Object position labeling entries

╭──

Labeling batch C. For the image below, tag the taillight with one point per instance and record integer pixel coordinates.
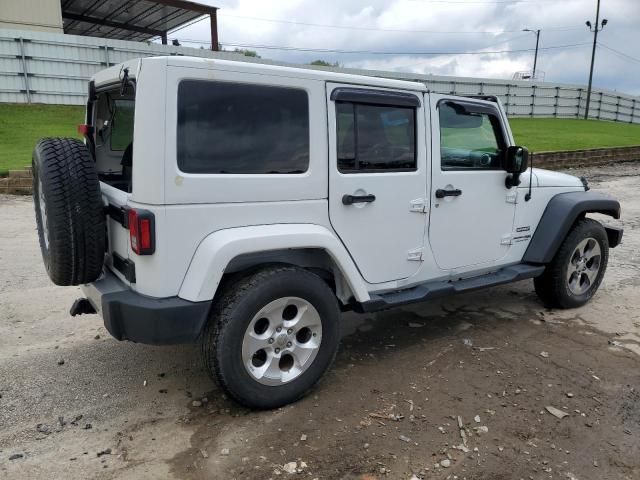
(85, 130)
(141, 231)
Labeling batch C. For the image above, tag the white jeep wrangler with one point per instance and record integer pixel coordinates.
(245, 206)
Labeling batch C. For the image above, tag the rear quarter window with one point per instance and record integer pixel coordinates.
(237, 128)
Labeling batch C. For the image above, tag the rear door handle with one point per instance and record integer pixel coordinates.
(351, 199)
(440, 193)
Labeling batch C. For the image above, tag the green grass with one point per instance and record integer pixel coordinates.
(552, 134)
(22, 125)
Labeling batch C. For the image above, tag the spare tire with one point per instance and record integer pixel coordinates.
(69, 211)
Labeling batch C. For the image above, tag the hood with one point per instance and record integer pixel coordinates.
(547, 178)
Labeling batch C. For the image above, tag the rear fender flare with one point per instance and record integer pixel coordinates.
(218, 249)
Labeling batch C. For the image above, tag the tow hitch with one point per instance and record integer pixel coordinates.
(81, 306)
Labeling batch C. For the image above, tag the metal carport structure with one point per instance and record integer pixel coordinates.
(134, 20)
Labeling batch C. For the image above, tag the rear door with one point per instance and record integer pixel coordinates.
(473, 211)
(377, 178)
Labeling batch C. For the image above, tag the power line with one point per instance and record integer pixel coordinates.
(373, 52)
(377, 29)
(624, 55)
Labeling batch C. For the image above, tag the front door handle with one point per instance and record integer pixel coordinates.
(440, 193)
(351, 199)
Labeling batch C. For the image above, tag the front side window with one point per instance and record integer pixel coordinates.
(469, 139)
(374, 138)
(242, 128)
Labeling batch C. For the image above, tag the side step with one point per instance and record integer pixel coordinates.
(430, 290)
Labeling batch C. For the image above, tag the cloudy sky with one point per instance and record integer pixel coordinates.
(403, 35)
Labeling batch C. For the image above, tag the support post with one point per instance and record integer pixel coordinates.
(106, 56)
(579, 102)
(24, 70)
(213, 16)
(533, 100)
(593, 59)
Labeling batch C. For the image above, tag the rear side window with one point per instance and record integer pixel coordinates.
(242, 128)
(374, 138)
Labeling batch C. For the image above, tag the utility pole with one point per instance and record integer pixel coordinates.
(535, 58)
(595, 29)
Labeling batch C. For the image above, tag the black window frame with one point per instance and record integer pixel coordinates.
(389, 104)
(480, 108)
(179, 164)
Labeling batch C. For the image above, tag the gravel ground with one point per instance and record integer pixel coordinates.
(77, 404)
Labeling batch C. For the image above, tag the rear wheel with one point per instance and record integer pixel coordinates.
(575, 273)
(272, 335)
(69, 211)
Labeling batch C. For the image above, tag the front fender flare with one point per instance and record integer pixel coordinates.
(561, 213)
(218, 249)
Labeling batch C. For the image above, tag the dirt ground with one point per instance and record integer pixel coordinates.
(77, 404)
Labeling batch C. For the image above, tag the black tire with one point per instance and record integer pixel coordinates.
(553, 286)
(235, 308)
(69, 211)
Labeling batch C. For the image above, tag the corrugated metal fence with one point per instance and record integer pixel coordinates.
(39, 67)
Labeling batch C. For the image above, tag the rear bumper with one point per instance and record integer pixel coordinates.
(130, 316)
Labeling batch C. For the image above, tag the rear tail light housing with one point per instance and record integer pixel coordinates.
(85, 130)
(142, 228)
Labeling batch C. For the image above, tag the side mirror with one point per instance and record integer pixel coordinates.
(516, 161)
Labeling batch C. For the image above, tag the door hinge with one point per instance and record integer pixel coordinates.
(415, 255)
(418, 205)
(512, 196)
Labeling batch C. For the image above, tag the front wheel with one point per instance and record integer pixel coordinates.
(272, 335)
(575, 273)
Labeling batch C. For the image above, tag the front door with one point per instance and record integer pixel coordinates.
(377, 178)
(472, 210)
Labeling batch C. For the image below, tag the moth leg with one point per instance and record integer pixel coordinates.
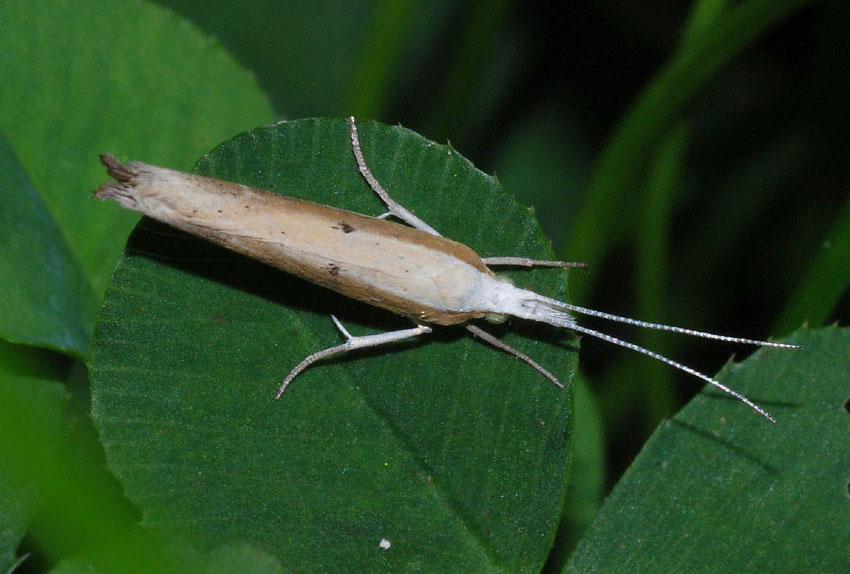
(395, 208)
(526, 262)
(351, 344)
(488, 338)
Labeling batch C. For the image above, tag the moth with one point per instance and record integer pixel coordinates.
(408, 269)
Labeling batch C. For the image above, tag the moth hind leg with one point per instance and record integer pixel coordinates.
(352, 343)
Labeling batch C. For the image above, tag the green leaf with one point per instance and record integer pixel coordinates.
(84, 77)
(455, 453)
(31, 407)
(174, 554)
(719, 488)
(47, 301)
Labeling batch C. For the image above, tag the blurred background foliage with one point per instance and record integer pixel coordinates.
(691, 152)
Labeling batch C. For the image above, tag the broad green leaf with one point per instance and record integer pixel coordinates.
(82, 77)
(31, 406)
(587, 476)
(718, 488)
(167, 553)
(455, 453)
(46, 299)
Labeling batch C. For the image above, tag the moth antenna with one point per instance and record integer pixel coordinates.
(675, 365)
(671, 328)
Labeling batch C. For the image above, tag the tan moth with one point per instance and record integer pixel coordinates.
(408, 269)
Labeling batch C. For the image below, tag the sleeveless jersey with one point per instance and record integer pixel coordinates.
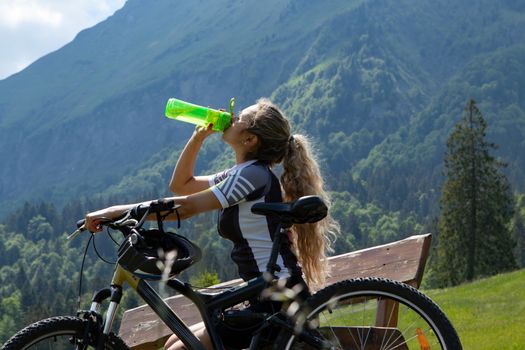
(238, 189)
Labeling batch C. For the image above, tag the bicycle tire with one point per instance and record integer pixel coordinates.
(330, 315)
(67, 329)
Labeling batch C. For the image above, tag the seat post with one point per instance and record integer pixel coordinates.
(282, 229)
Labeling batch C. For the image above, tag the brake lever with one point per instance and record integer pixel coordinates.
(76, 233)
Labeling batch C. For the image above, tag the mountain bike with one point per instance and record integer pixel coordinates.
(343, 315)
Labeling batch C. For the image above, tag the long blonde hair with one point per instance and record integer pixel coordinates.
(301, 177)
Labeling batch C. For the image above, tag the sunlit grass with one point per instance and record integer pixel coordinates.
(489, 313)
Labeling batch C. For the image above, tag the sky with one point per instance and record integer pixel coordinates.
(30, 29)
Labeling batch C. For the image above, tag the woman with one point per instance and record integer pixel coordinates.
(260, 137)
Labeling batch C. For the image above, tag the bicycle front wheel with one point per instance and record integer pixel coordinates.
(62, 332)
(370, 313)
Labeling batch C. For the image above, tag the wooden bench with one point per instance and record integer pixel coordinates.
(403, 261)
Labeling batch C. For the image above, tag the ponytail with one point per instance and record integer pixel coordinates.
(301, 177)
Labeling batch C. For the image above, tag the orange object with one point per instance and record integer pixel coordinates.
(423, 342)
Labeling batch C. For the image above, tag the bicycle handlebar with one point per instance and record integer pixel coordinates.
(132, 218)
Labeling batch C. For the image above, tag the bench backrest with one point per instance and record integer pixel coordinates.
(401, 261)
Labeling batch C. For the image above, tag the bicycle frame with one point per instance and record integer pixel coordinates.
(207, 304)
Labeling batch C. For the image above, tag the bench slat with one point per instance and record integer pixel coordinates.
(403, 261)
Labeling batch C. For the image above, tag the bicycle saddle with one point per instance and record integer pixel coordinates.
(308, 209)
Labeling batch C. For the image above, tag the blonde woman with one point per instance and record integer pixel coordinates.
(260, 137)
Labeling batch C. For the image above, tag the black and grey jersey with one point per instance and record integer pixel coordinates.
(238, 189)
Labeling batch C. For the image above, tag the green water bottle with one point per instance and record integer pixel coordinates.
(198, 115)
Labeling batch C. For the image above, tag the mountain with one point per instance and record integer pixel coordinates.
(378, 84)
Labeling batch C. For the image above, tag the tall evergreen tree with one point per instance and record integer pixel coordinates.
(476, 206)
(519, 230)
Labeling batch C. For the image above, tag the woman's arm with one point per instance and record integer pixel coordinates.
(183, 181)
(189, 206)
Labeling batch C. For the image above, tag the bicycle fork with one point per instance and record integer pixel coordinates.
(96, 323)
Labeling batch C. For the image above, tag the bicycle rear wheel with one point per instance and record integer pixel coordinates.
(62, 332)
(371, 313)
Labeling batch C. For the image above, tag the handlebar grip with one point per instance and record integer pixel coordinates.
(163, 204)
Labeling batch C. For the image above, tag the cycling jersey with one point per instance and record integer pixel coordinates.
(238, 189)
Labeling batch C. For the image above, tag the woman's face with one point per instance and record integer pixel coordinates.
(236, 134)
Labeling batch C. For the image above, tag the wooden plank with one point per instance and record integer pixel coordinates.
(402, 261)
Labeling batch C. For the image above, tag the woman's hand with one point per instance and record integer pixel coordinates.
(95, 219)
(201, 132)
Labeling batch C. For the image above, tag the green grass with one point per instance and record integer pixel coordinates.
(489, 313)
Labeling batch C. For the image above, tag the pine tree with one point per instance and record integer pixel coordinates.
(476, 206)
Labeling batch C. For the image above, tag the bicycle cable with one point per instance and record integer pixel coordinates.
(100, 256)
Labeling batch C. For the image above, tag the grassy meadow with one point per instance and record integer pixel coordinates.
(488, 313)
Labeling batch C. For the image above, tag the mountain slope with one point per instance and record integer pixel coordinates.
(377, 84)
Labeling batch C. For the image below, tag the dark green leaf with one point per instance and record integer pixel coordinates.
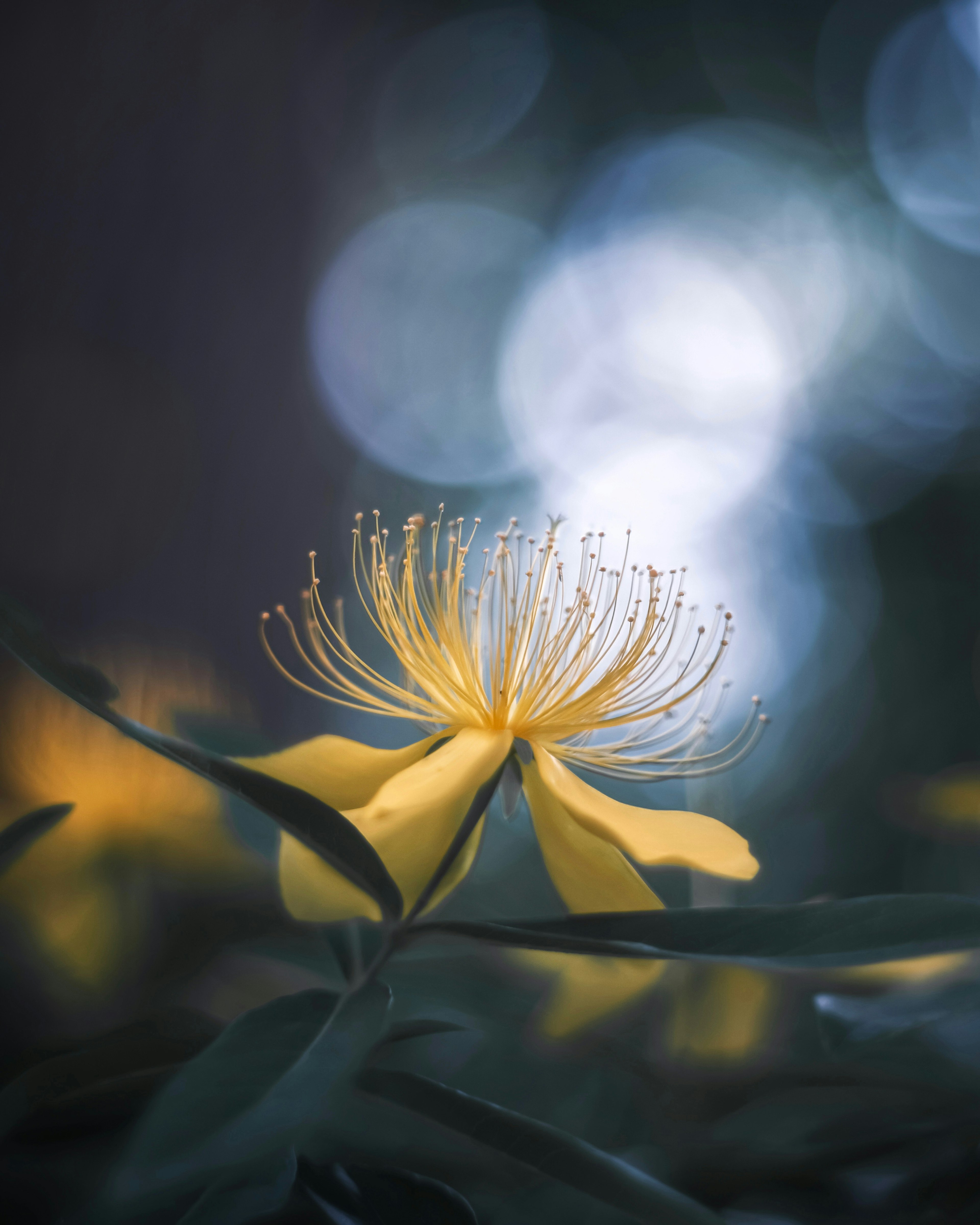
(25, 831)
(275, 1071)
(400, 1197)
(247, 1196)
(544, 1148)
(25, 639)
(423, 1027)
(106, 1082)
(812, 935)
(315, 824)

╰──

* Directive
With pictures omitted, copy exactly the lines from the one containing "Labeling batch C. For the image above, tag the cycling" through the final line of the listing, both included.

* Answer to the exercise
Labeling batch C. For the image above, tag the cycling jersey with one point per instance and record integer pixel coordinates.
(238, 189)
Labeling batch C. For the image above, tag the woman's face with one point per instance and record integer pixel coordinates.
(236, 134)
Labeling batch C. For the image above, tag the wooden plank with one point per instance and record integer pixel coordinates.
(402, 261)
Labeling batch C. For the image above, tag the woman's hand with one point per instance and record integer pixel coordinates.
(95, 219)
(201, 132)
Labeling batch C. For the image above, tag the green grass with one point per instance and record integer pixel coordinates.
(489, 313)
Labeling batch C. For the image above, tag the pine tree with one point per instance and record integer pixel coordinates.
(476, 206)
Labeling batch C. For the image above, tag the bicycle cable with one point per instance and record integer pixel coordinates.
(100, 256)
Labeling batch C. For the image above, tag the grassy meadow with one point per instance and record integer pixel coordinates.
(488, 313)
Labeling batch C. For the image above, tag the mountain slope with one point per instance and record integer pixel coordinates.
(377, 84)
Labeling batch C. For the image below, tag the dark green leaf with one point per instance and record integer pixel coordinates.
(25, 831)
(275, 1071)
(400, 1197)
(247, 1196)
(544, 1148)
(25, 639)
(423, 1027)
(106, 1082)
(812, 935)
(315, 824)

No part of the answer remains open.